■ **The problem**
Repeat the data in full. No line may differ from the original.

[Dataset entries]
::::
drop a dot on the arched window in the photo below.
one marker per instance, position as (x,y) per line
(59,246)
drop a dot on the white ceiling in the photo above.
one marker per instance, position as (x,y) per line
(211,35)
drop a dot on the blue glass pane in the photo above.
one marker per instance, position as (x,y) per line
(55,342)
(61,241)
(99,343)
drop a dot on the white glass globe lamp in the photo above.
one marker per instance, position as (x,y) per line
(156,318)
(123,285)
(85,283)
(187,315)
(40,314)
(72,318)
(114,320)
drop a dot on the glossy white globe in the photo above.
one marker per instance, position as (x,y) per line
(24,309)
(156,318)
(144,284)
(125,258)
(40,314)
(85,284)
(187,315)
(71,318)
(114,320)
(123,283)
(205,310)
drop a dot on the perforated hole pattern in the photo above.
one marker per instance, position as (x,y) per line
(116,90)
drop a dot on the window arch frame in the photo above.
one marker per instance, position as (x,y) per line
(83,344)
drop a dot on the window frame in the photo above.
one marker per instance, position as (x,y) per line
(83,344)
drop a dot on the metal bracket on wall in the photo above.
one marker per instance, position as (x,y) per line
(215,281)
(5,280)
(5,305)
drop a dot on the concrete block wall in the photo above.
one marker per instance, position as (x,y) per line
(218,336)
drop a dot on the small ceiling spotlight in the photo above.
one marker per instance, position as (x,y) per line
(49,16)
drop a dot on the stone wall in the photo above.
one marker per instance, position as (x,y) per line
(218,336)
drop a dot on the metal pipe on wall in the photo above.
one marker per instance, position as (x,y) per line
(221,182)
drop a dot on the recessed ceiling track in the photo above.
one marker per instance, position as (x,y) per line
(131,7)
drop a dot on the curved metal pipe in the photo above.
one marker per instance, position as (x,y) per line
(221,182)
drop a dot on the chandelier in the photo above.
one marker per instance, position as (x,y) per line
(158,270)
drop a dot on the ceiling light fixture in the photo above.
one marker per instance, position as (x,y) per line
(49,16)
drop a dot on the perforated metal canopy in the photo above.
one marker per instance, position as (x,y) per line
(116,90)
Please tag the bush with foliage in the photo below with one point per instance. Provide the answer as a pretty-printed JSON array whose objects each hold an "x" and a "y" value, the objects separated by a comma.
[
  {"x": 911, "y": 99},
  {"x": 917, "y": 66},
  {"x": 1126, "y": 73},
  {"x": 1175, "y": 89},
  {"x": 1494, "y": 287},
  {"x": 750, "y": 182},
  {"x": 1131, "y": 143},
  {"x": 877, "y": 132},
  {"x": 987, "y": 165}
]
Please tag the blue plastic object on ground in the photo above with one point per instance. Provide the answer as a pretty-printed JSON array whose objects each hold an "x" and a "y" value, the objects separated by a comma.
::::
■ **Task solution**
drop a dot on the arched window in the photo below.
one marker per instance, position as (x,y) per line
(59,246)
drop a dot on the white ceiling in the photo above.
one marker per instance, position as (x,y) per line
(211,35)
drop a dot on the blue glass pane in the photo above.
one marker per instance, position as (x,y) per line
(55,342)
(61,241)
(99,343)
drop a dot on the white glass globe lamp in the photo above.
one marker per instance, position as (x,y) per line
(156,318)
(123,285)
(85,283)
(187,315)
(40,314)
(72,318)
(114,320)
drop a dot on the glossy white globe in the photo above.
one marker per instance, position as (x,y) per line
(24,309)
(156,318)
(144,284)
(125,258)
(40,314)
(85,284)
(187,315)
(71,318)
(114,320)
(123,283)
(205,310)
drop a dot on the perforated hole pattern in the photo above.
one marker per instance, position as (x,y) per line
(116,90)
drop a dot on the window arch frame in the photo above.
one marker per instance, position as (x,y) per line
(83,344)
drop a dot on the window frame in the photo above.
one marker per instance, position as (x,y) per line
(83,344)
drop a dot on the metal bracket on wall in the photo above.
one marker per instance, position as (x,y) per line
(215,281)
(5,280)
(5,305)
drop a dot on the concrete block wall in the photo above.
one marker per instance, position as (x,y) per line
(218,336)
drop a dot on the small ceiling spotlight in the photo above.
one marker per instance, position as (x,y) per line
(49,16)
drop a dot on the stone wall in the photo above.
one marker per instance, position as (x,y) per line
(218,336)
drop a dot on the metal pipe on wall in the photo above.
one marker per instance, position as (x,y) per line
(221,182)
drop a dot on the recessed ceiling track in the photo above.
one marker per instance, position as (x,y) per line
(131,7)
drop a dot on the curved metal pipe in the photo above.
one marker per instance, position as (x,y) per line
(221,182)
drop a dot on the chandelier in the photo above.
one marker per instance, position as (x,y) per line
(158,270)
drop a dot on the ceiling light fixture in the photo above.
one marker per instance, position as (x,y) per line
(49,16)
drop a dot on the perforated metal canopy in the photo above.
one marker per instance, position as (x,y) per line
(116,90)
Please tag the bush with foliage in the photo below with one point per instance. Provide the answer as a pretty-printed JSON array whose objects each hold an "x" and a "y" value, the objects separated by a comma.
[
  {"x": 911, "y": 99},
  {"x": 917, "y": 66},
  {"x": 1126, "y": 73},
  {"x": 1175, "y": 89},
  {"x": 1494, "y": 287},
  {"x": 750, "y": 182},
  {"x": 1131, "y": 143},
  {"x": 877, "y": 132},
  {"x": 987, "y": 165}
]
Please tag the blue plastic object on ground in the photo above with one point per instance. Provide the answer as a pretty-printed JSON array whose objects each hold an "x" and a "y" value, the objects separated by a comma.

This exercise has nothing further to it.